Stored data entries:
-----

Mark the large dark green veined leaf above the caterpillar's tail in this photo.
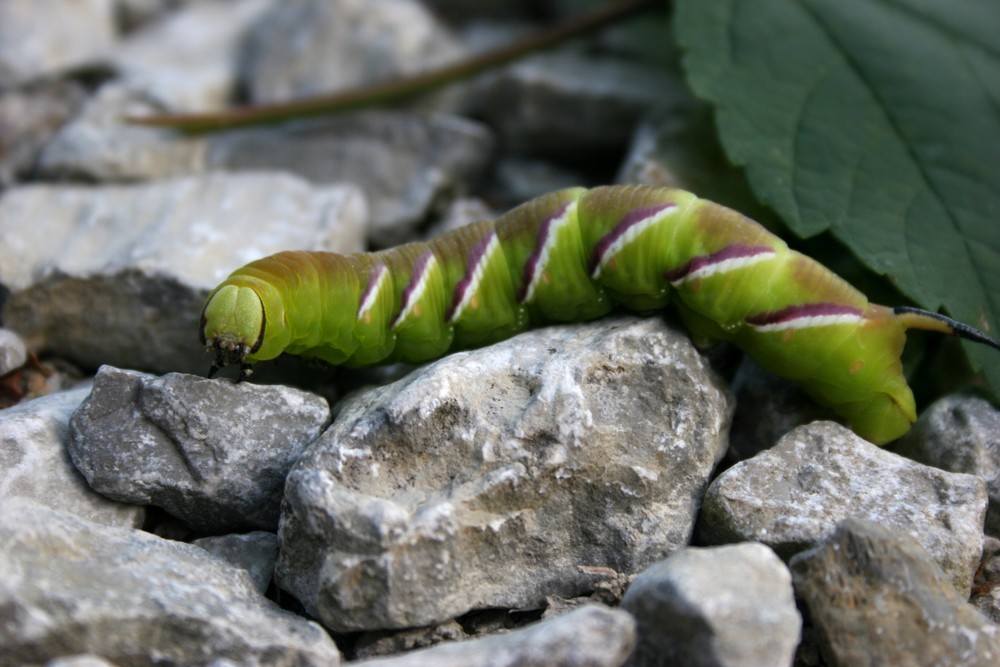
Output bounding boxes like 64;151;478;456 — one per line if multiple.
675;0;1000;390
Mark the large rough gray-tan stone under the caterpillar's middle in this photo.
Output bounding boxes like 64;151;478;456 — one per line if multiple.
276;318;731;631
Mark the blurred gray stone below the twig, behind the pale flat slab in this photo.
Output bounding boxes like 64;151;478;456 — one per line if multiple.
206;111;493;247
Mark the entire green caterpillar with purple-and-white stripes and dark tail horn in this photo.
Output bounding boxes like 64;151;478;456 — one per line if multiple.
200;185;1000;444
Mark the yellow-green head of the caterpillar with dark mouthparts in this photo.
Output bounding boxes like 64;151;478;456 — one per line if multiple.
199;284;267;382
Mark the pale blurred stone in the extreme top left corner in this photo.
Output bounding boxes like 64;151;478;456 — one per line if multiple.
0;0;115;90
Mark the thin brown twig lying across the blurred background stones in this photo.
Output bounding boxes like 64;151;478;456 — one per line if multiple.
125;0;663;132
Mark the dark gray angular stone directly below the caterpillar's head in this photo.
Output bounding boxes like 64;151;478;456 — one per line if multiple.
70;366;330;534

-----

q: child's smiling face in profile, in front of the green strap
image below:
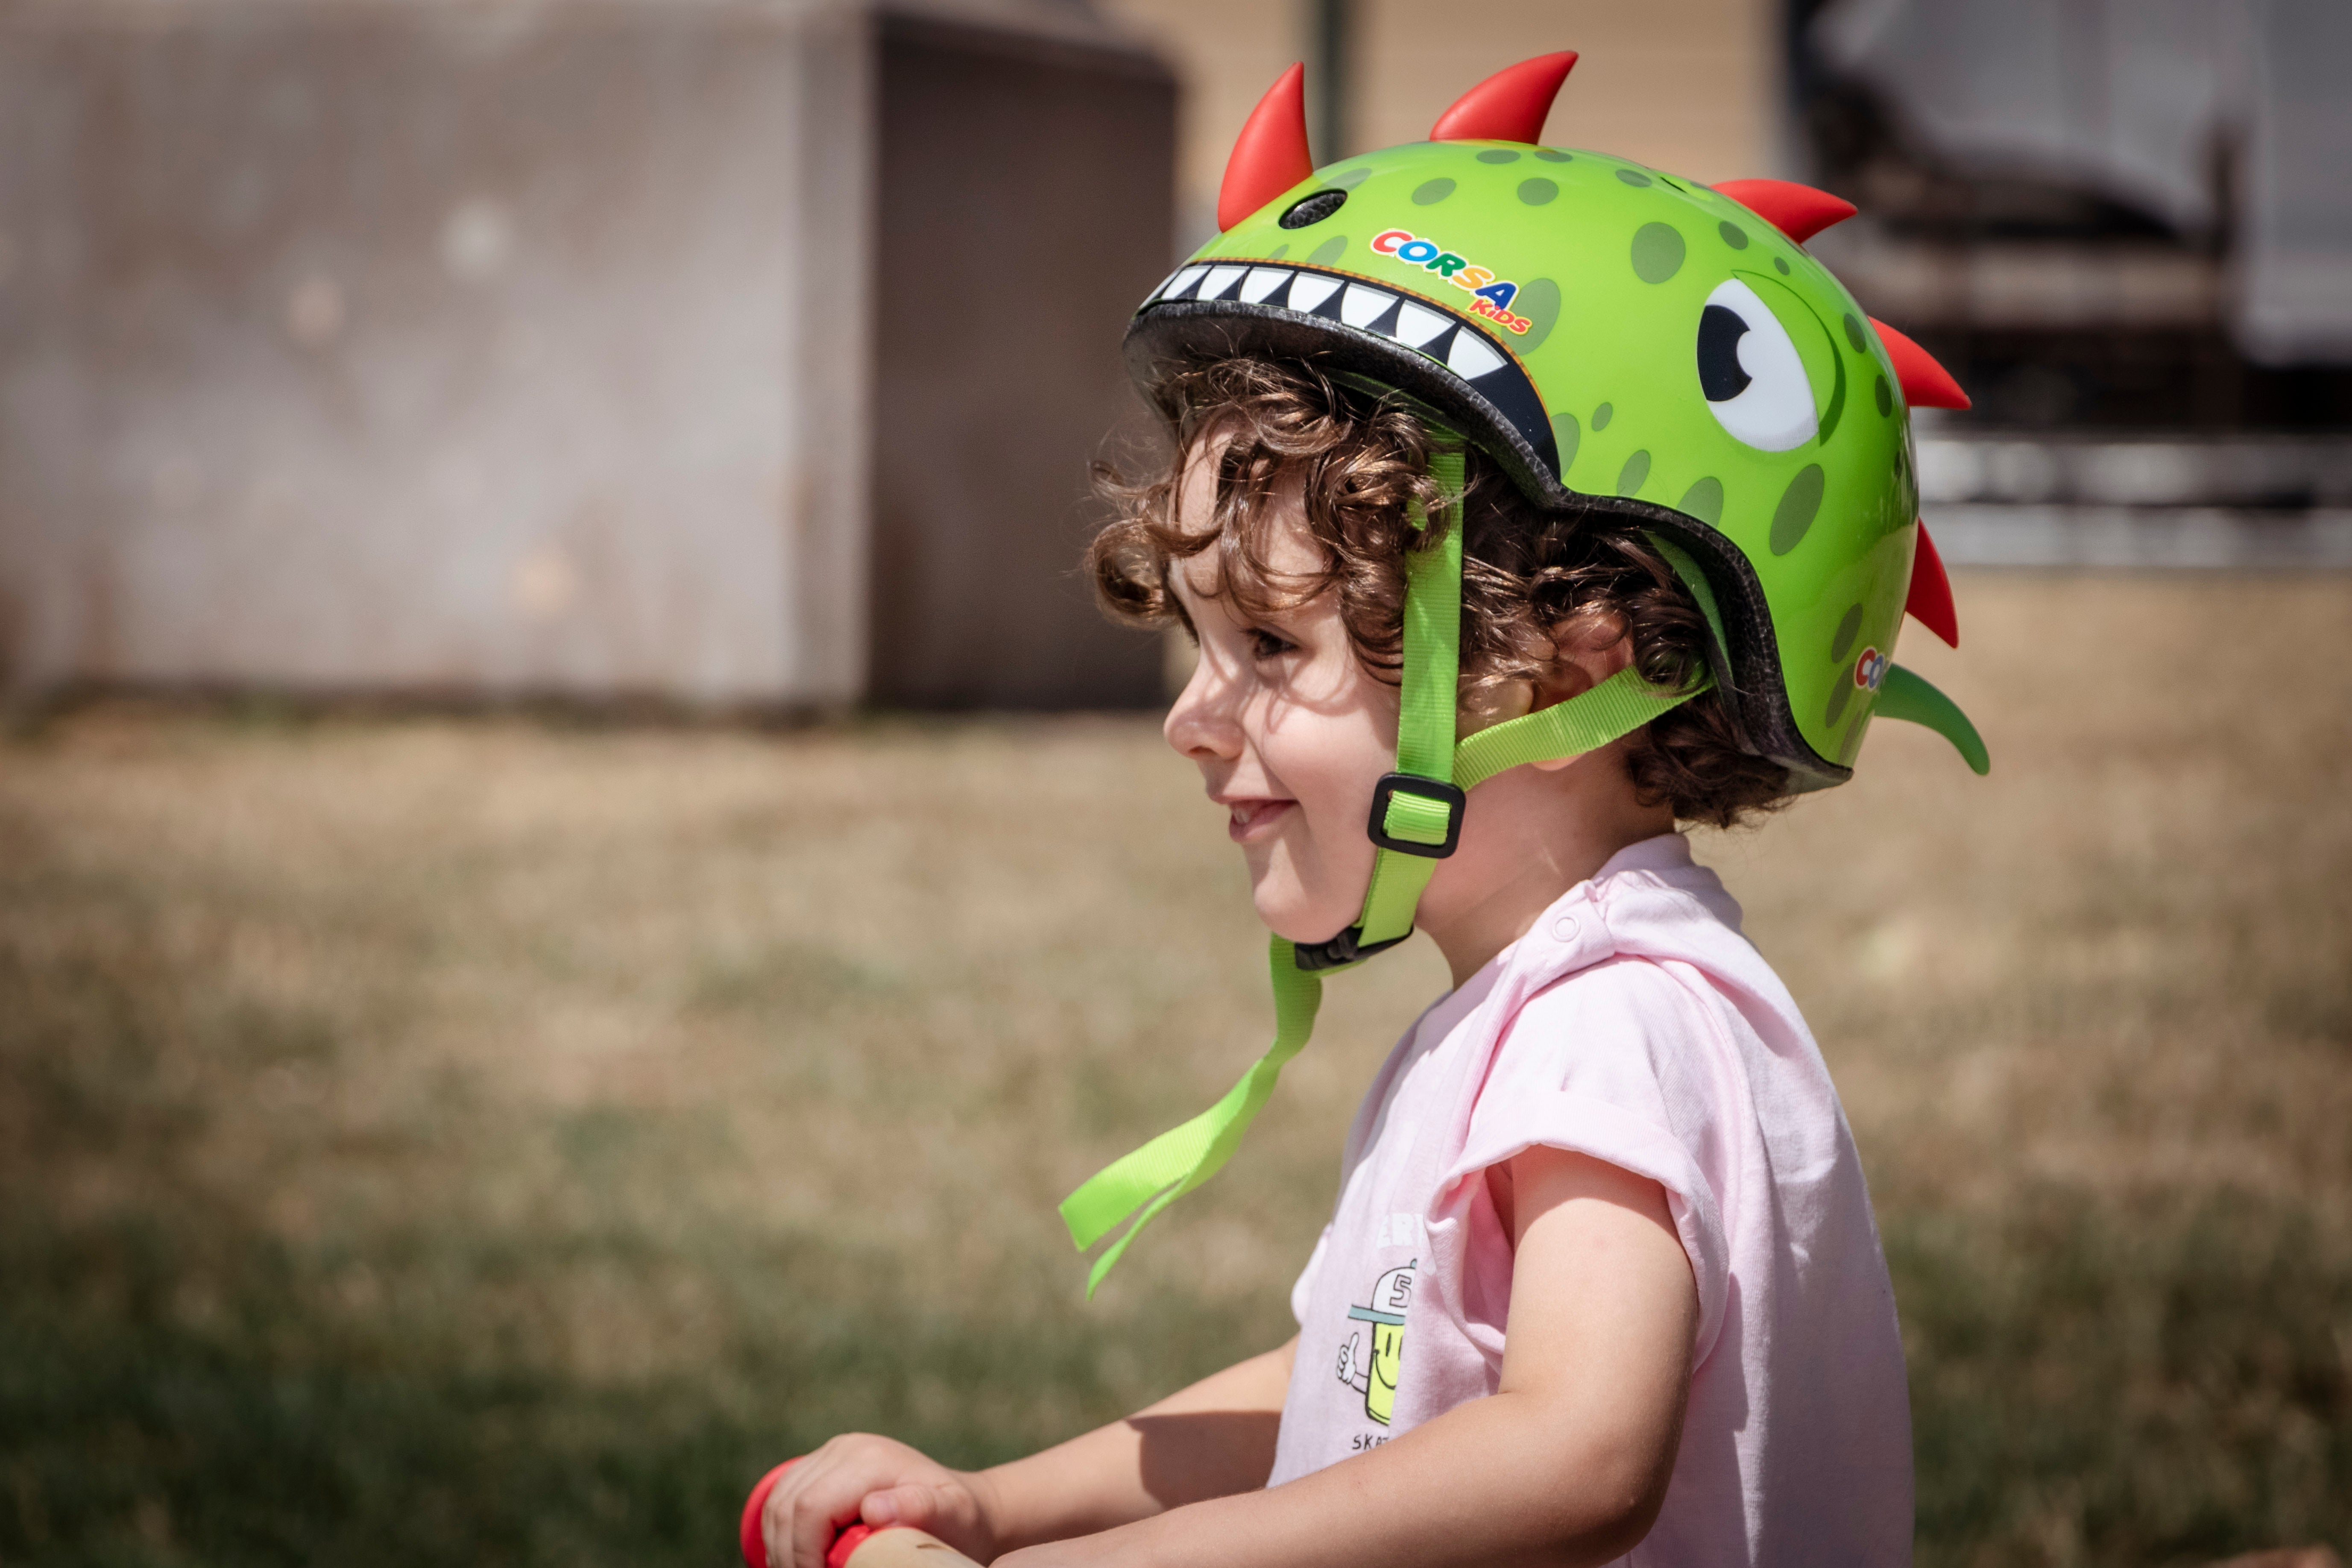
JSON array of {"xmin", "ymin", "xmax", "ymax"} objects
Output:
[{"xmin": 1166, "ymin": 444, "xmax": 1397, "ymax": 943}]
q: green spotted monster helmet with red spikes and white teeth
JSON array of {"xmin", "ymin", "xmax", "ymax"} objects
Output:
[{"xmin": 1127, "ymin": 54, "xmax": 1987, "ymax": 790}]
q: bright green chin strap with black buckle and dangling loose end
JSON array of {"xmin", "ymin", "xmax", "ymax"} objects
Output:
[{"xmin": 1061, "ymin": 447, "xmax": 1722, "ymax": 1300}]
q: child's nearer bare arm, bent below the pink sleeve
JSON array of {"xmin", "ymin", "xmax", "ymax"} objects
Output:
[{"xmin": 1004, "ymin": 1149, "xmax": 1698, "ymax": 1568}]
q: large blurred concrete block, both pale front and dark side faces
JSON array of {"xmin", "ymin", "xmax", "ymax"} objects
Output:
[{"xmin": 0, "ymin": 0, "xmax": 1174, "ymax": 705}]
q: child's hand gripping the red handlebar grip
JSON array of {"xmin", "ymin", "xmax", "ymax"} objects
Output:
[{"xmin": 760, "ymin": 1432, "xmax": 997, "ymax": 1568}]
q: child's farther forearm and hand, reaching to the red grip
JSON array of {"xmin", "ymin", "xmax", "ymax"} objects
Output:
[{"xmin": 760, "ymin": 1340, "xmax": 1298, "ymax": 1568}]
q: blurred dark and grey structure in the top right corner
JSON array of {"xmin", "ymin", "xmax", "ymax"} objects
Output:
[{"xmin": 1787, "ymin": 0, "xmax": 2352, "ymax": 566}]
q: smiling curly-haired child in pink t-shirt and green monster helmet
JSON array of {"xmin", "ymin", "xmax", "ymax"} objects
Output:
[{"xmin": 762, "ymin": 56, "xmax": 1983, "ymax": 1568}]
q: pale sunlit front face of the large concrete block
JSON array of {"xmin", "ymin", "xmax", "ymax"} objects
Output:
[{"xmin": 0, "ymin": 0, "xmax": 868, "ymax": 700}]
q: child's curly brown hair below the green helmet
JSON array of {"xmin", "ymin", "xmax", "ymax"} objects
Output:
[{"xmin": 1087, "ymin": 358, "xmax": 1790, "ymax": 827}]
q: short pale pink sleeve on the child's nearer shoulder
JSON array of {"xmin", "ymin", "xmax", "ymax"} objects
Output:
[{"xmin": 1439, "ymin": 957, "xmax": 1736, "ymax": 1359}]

-----

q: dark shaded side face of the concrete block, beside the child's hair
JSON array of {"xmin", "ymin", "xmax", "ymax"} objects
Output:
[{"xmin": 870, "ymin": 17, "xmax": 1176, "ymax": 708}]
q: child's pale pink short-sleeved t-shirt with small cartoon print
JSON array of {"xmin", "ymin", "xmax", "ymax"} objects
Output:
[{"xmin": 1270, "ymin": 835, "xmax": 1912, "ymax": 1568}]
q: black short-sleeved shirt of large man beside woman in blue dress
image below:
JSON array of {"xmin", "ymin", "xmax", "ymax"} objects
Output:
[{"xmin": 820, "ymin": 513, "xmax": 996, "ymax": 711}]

-----

Your goal: Bring together all lines in the records where the word "black" is found.

Final answer:
q: bright green chin strap with black buckle and dangling loose end
q: black short-sleeved shirt of large man beside woman in blue dress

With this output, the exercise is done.